* What to do
Every record is to be returned as written, with no omissions.

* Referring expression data
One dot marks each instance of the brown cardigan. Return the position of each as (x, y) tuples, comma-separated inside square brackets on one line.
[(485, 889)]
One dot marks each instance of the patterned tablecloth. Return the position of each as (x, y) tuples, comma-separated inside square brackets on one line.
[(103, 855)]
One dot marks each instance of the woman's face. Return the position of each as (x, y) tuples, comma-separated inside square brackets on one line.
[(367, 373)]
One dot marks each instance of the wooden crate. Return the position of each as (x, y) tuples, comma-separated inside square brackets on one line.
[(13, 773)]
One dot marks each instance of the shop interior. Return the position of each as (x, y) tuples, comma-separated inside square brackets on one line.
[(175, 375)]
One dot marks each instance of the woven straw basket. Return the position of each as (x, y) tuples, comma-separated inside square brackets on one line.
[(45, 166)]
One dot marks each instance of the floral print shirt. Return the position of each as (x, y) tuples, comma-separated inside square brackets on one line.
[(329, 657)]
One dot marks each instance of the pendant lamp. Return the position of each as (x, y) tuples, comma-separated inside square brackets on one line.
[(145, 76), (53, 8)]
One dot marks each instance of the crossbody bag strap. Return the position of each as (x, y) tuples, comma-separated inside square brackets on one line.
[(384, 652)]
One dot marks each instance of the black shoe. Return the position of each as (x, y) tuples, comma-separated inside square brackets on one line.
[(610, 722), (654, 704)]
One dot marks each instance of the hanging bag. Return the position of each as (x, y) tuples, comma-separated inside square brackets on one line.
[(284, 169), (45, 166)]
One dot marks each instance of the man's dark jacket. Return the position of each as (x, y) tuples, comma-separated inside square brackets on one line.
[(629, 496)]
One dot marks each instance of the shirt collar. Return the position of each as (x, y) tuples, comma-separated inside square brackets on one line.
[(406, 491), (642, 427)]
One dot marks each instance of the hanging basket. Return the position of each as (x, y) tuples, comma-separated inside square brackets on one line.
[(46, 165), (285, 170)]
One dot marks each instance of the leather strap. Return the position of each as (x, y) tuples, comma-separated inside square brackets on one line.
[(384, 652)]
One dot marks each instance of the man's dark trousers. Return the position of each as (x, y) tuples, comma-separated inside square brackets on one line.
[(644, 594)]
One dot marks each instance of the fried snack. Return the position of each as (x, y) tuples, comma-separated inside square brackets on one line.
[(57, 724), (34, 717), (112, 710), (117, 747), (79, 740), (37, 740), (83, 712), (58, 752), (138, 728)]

* Response for this exercise
One dot marks each instance of the brown cardigan. Return the position of each as (x, y) tuples, comma-separated inside square brackets on one line.
[(485, 889)]
One dot marks each instance of the patterned tablecloth. Return the position of each as (x, y) tuples, comma-separated inside square brackets on one line.
[(103, 855)]
One dot marks each instance of the woman's face. Return the position of each as (x, y) tuples, comma-separated inside square brackets on one line.
[(367, 373)]
One dot marks each instance of the wooden crate. Return the position of each as (x, y) tuples, comma-separated inside square brackets on one line.
[(13, 773)]
One dot marks each instance of the shop interior. Return the position of each as (x, y) tuples, comma-separated inside square brackets on one line.
[(175, 375)]
One dot marks each instance of the woven straw basket. Return the position of each as (x, y) tuples, comma-separated inside square brackets on one line.
[(45, 166)]
One dot marks each instance of the floral print shirt. Return the position of each as (x, y) tuples, comma-separated inside square brackets on one line.
[(329, 657)]
One dot marks each instance of the pendant lamp. Return the position of each as (x, y) tuples, comma-separated inside square brackets on one line.
[(145, 76), (53, 8)]
One dot marks each instance of the crossbody bag strap. Return the position of each as (x, y) tuples, comma-separated inside square brackets on one line.
[(384, 652)]
One dot marks each instance of the black shoe. Return the position of each as (x, y) tuples, comma-separated inside square brackets on one line.
[(610, 722), (654, 704)]
One dot marks each instance of the hanging bag. Return the position of each as (x, y) tuples, comma-separated inside square brackets on one line.
[(284, 169), (45, 166)]
One dot marks each instance of the man's dark jacket. Return the position of each as (x, y) tuples, comma-separated inside square brackets on one line.
[(629, 496)]
One dot marks each instance of the shirt collar. Return the position of each as (x, y) tuples, comma-separated inside square brackets on one line.
[(406, 491), (642, 427)]
One dot marks each instance of the hanging basket. Return the position of each as (x, y) tuples, comma-separated inside square brackets on one line.
[(46, 165), (285, 170)]
One dot marks each instance of the leather strap. Return the position of each as (x, y) tuples, comma-separated inside square brackets on one line.
[(384, 652)]
One dot marks each instance of the man's dark trousers. Return the position of each as (x, y) tuples, comma-separated inside square brackets on one line.
[(644, 594)]
One dot marks each instance of the fried snack. Return the position of each as (x, y) tuples, comma-separated inside square brackets on one line.
[(57, 724), (34, 717), (112, 710), (117, 747), (79, 740), (37, 740), (83, 712), (58, 752), (138, 728)]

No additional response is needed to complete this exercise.